Estratto della pagina:
Ho avuto modo di conoscerlo, ma non di riconoscerlo. Un incontro fugace

Nell’estate del 2008 mi trovavo a New York. Non alloggiavo esattamente nella Grande Mela, ma facevo base nella meno elegante Staten Island che fronteggia Manhattan; ero lì per effettuare alcune ricerche letterarie a proposito di Antonio Meucci e Giuseppe Garibaldi (che vissero nella stessa casa, appunto a Staten Island, per qualche tempo). Al termine del periodo di lavoro, monacale e anche un po’ triste, una cara amica americana mi convinse a trasferirmi a Manhattan per concedermi almeno una settimana di svago.
Avventure (è la parola giusta) che in questa sede preferirei non riferire mi portarono ad alloggiare nel quartiere Tribeca, un posto da ricchi, il glamour del glamour, nel super-attico di un super-palazzo di super-appartamenti affacciati sull’Hudson River. Nel super-palazzo a fianco, mi si diceva, abitava Meryl Streep.
E un pomeriggio, rientrando, in ascensore, mi sono ritrovata faccia a faccia con James Gandolfini. Voglio dire, io e lui e nessun altro. Vari episodi dei Soprano (serie tv di culto, generalmente amata dagli sceneggiatori, che Gandolfini interpretava) mi sono passati davanti agli occhi della mente in un paio di secondi.
E invece no. Perché io, James Gandolfini, non l’ho mica riconosciuto. Le rotelle del mio povero cervello, abituate in quei giorni ad avere a che fare con tutt’altre cose, hanno macinato la vaga percezione di una faccia e una corporatura in qualche modo note, però erano associate a qualcosa di remoto. Poiché, credetemi, per una sceneggiatrice come ero io allora, tra il sentir citare ed elogiare i Soprano in una pausa di un brain-storming e il ritrovarsi in un ascensore a Tribeca con il protagonista della serie, c’è una distanza abissale. Sono eventi che risiedono in regioni del cosmo molto lontane tra loro.

Dati registrati:
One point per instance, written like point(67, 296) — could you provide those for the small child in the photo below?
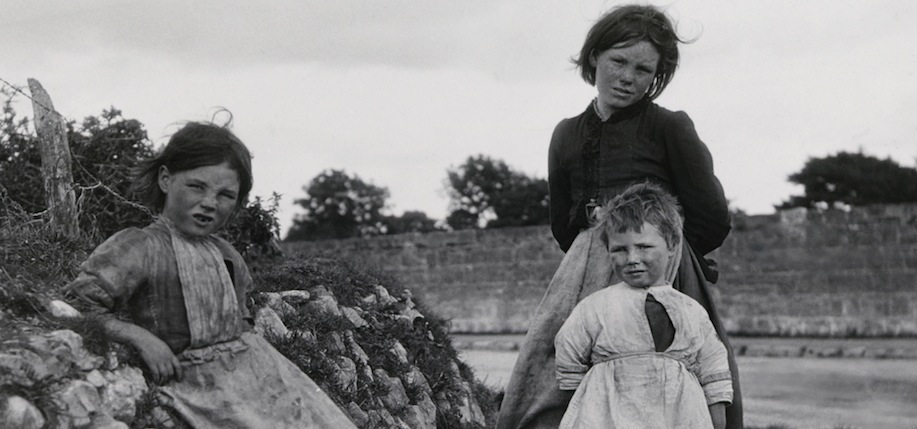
point(640, 354)
point(184, 290)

Obiettivo: Stampa fedelmente la parte dell'estratto che va da "E invece no." fino a "lontane tra loro." incluso. L'elenco non ha alcun ruolo in questo.

Risposta:
E invece no. Perché io, James Gandolfini, non l’ho mica riconosciuto. Le rotelle del mio povero cervello, abituate in quei giorni ad avere a che fare con tutt’altre cose, hanno macinato la vaga percezione di una faccia e una corporatura in qualche modo note, però erano associate a qualcosa di remoto. Poiché, credetemi, per una sceneggiatrice come ero io allora, tra il sentir citare ed elogiare i Soprano in una pausa di un brain-storming e il ritrovarsi in un ascensore a Tribeca con il protagonista della serie, c’è una distanza abissale. Sono eventi che risiedono in regioni del cosmo molto lontane tra loro.